━━━━━ Records provided ━━━━━
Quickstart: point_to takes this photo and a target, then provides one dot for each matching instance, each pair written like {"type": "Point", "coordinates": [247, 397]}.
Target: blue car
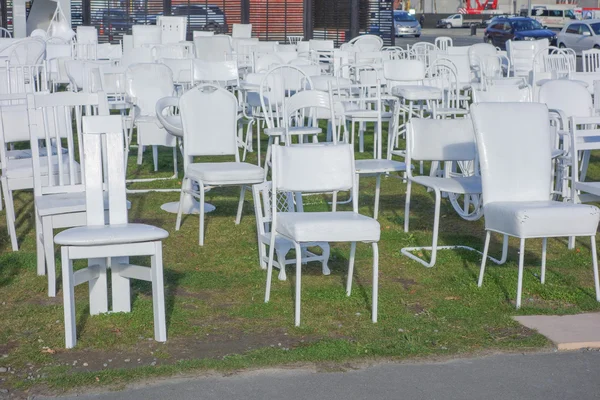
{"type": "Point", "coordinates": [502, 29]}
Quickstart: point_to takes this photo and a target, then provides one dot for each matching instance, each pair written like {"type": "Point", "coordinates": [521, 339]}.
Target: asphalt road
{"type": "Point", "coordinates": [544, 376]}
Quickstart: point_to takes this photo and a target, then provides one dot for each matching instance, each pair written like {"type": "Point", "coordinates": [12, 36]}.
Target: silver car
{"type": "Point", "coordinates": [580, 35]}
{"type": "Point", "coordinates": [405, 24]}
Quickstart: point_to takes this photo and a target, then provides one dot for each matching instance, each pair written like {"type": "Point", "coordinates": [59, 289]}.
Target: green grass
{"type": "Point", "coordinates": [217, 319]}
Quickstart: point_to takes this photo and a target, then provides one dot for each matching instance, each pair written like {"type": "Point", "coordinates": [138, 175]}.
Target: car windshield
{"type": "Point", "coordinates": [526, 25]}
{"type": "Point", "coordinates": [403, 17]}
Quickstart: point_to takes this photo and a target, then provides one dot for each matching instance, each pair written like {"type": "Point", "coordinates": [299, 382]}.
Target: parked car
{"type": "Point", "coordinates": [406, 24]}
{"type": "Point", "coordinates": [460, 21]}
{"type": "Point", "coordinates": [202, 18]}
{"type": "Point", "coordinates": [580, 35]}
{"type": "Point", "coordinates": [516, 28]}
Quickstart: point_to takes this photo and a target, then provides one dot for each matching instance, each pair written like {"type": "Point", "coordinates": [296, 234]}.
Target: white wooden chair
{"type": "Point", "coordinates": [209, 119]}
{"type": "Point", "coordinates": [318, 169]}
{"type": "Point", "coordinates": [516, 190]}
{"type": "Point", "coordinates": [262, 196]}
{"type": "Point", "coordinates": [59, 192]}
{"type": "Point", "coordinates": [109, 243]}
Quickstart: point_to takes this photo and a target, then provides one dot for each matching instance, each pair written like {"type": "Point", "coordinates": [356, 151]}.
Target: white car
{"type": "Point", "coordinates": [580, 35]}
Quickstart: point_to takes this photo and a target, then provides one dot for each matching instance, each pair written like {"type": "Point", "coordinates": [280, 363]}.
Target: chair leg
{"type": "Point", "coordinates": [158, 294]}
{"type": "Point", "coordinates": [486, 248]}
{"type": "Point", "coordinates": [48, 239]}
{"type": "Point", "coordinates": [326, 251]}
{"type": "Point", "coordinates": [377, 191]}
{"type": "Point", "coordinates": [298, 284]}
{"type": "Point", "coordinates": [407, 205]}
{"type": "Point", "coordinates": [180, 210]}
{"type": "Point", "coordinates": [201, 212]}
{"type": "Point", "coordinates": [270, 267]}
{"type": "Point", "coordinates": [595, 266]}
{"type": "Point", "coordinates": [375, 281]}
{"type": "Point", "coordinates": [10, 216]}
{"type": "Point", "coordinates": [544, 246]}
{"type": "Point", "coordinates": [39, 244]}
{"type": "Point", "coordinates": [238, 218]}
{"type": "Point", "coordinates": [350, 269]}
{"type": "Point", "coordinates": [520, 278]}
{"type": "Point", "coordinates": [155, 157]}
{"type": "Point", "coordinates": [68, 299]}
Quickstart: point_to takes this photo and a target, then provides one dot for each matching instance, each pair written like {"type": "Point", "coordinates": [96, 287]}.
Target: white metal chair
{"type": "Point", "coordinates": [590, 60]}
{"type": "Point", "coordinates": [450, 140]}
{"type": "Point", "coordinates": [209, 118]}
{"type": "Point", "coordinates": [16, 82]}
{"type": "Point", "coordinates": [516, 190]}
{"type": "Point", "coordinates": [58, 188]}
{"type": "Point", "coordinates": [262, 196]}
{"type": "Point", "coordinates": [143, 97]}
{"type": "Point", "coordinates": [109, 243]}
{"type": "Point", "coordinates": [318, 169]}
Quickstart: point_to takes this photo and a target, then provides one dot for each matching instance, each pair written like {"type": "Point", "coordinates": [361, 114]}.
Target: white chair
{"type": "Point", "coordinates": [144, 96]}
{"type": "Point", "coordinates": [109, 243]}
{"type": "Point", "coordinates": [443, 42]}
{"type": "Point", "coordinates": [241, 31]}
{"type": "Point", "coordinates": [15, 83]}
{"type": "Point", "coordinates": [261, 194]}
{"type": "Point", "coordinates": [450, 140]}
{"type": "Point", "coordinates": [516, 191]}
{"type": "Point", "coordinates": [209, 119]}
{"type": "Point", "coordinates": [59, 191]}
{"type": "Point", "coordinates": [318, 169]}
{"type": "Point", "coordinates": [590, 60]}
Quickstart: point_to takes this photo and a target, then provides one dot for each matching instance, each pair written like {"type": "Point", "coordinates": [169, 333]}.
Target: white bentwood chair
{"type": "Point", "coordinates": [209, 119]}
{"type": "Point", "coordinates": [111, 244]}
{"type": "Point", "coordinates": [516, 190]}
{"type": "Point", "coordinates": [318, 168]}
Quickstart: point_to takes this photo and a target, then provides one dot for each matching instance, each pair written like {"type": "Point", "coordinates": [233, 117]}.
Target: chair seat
━━━━━
━━━━━ Records provided ━━━━━
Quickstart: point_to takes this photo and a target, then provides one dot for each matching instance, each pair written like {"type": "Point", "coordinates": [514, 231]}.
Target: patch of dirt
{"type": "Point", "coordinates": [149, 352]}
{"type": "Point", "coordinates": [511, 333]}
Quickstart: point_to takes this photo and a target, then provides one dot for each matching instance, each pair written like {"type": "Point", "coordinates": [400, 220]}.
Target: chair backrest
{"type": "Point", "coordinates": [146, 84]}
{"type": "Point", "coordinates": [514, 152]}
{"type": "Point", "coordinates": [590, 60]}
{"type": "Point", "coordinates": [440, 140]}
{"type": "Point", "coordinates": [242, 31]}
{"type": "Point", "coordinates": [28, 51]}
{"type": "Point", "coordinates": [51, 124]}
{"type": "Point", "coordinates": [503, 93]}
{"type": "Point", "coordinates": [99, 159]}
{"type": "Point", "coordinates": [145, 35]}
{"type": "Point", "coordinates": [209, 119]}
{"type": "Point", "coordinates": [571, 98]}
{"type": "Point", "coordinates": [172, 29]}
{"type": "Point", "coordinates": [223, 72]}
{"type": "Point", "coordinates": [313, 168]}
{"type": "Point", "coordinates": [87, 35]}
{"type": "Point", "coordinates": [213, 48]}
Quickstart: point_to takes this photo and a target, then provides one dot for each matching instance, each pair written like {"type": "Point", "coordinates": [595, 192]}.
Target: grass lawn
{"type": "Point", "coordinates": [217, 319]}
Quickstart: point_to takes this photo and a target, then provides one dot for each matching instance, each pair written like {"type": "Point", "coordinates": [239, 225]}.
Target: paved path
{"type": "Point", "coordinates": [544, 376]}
━━━━━
- [Written request]: Count the lines above that contain the string "grass", treating uppercase and lowercase as different, and reply with only that number.

- [Answer for this exercise]: 2